#### OBJECTIVE A:
Do these statements agree with the forum thread on coloring fabric? (i) Meg Hawkey has YouTube tutorials for crayon tinting. (ii) Heat setting kept the Junior Member's crayon colors from fading when washed. (iii) The fine sandpaper goes on top of the cloth being colored. Answer yes or no for each, and quote the words of the thread that decide it.
#### OBJECTIVE B:
Can you output the part of the forum thread on coloring fabric that starts with "Coloring on Fabric" and goes on through "want to do.", word for word?

#### DOCUMENT EXTRACT:
%%

Coloring on Fabric
#12
Super Member
Join Date: Oct 2010
Location: Nebraska
Posts: 3,255
I have used Crabapple Hill's patterns and instructions for crayon tinting on embroidery pieces. Meg Hawkey, Crabapple Hill, has tutorials on YouTube for crayon tinting. It is quite simple to do and I like the soft, subtle look it gives. Crabapple Hill has lately started using Intense ink pencils with their designs and there are instruction for those, also. Haven't tried that yet. A little more work than I want to do.
#13
Junior Member
Join Date: Jul 2013
Posts: 158
I have washed out the sizing, used cotton fabric and heat set the crayons and used fabric medium but they still seem to fade a lot when washed. The Inktense ink pencils work better but they do run even if you use the outliner and they are expensive and you use fabric medium on them as well and colors are limited. Wish I could get crayons to be more permanent.
#14
The girls that I know who do this type of fabric coloring suggest putting a very very fine grade of sandpaper underneath the cloth being colored. It gives an easier time of working the color onto your fabric without it slipping around and textures a little as well. Seems to work for them. They all use fabric crayons.

%%

Records contained in a dataset

%%

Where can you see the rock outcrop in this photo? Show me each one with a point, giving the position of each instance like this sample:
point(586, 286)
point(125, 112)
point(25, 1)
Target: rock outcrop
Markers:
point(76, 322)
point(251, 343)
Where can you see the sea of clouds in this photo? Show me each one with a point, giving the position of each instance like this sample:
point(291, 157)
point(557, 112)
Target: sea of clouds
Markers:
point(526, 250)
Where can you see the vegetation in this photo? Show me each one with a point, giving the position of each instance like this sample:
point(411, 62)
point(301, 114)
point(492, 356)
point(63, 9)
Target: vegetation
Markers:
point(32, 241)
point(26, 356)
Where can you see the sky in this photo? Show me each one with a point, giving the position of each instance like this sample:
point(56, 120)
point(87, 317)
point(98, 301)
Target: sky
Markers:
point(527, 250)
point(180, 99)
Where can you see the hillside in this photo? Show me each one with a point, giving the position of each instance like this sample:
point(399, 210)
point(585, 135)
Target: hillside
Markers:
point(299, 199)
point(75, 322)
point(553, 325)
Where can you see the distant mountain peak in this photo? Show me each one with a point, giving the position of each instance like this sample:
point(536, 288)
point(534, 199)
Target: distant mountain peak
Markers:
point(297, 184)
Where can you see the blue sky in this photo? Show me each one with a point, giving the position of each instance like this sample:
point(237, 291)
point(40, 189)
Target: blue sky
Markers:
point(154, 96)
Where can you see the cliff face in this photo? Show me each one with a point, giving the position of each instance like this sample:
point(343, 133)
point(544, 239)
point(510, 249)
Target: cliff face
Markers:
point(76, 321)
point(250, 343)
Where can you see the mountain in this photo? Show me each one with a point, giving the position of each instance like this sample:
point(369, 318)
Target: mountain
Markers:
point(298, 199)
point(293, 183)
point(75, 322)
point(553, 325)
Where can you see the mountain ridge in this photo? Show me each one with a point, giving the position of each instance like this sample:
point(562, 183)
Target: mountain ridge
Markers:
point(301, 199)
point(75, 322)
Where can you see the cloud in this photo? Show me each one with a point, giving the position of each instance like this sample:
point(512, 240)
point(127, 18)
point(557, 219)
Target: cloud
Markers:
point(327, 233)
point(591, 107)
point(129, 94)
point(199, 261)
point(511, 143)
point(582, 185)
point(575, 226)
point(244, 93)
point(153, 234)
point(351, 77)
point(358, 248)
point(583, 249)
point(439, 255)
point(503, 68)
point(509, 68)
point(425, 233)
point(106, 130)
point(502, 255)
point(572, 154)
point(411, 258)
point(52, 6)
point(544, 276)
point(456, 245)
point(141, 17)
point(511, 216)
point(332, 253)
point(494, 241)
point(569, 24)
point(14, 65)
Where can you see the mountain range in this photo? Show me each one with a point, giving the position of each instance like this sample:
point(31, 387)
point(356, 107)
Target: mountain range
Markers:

%%

#### FINAL ANSWER A:
(i) Yes: "Meg Hawkey, Crabapple Hill, has tutorials on YouTube for crayon tinting."
(ii) No: "they still seem to fade a lot when washed"
(iii) No: "putting a very very fine grade of sandpaper underneath the cloth being colored"

#### FINAL ANSWER B:
Coloring on Fabric
#12
Super Member
Join Date: Oct 2010
Location: Nebraska
Posts: 3,255
I have used Crabapple Hill's patterns and instructions for crayon tinting on embroidery pieces. Meg Hawkey, Crabapple Hill, has tutorials on YouTube for crayon tinting. It is quite simple to do and I like the soft, subtle look it gives. Crabapple Hill has lately started using Intense ink pencils with their designs and there are instruction for those, also. Haven't tried that yet. A little more work than I want to do.